### Brief 1:
In the text about Gene and the NFWM, at whose request did Gene return to California?
### Brief 2:
Go on with the text about Gene and the NFWM, picking up right after its last sentence.

### Document text:
- - -

Gene recalled the “hodge-podge” of structures that existed across the faith community dedicated to supporting farm workers prior to the establishment of the NFWM. “A decision was made to try to bring these state migrant ministries together into a national ministry loosely connected to the National Council of Churches as a ‘related movement.’ That was groundbreaking – no one really knew what that meant at the time,” he said. “This helped the state migrant ministries make the transition from charitable support into advocacy operations and boycott centers.”

Gene served on the NFWM for “two or three decades, give or take” across a variety of organizations, including time in Washington, DC where he was running the National Campaign for Agricultural Democracy and in Wisconsin in an urban ministry job. He returned to California at the request of Chris Hartmire, NFWM’s first executive director. Over his career, he also ran the FEMA emergency shelter board in Los Angeles and the Los Angeles Homeless Authority.

Gene isn’t afraid to stand up for what’s right – even if it means landing in jail. “Which arrest should I tell you about? There was the time…and then there was another time…” and so the conversation went, sharing moments when speaking truth to power didn’t always end up on the right side of law enforcement. From the time he was arrested for attempted murder when a wholesaler, fed up with his pleas to grocers not to buy California tablegrapes, used a large truck to force Gene to back into the wholesaler’s associate who was behind Gene’s car – all while police officers just happened to be parked near by (“it was a set up and thrown out by the prosecutors who knew it wasn’t attempted murder”) to the birthday he spent detained at a police station for leafletting on a sidewalk the store owner insisted was private property (“it wasn’t, the police concluded my position was right and the store manager was wrong”), Gene lived his commitment to standing with the farm workers.

- - -

### Material provided:

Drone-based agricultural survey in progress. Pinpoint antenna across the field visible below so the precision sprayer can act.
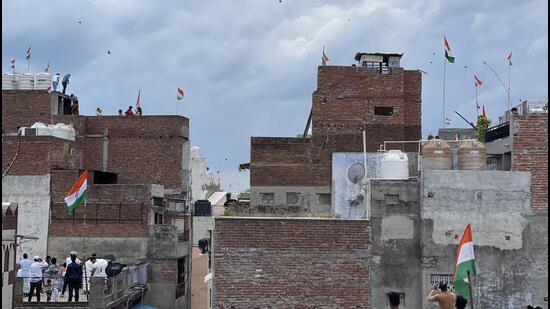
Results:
[455,111,477,130]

- - -

### Final answer 1:
Chris Hartmire, NFWM's first executive director.

### Final answer 2:
But when asked about NFWM’s impact, he reflected not on the run-ins with law enforcement or violence, but on the intensity of the cooperation between protestant denominations and catholic religious orders to support the movement. “The fact that the membership of the board was by organization not by individuals, and the organizations whether denominations or catholic religious orders, were equal in standing, that was different. It was a working ecumenism that was focused on the chore at hand and had as a natural byproduct a reimagining of the proper relationship between a denomination and a catholic religious order.”

He also shared a special memory from a winter staff retreat during which they held a baptism for some of the staff’s children. “This [the NFWM] was experimental, grassroots and transparently cross denomination – and it was beautiful. One of my children was baptized in that setting. It might not have been regular but what a wonderful experience.”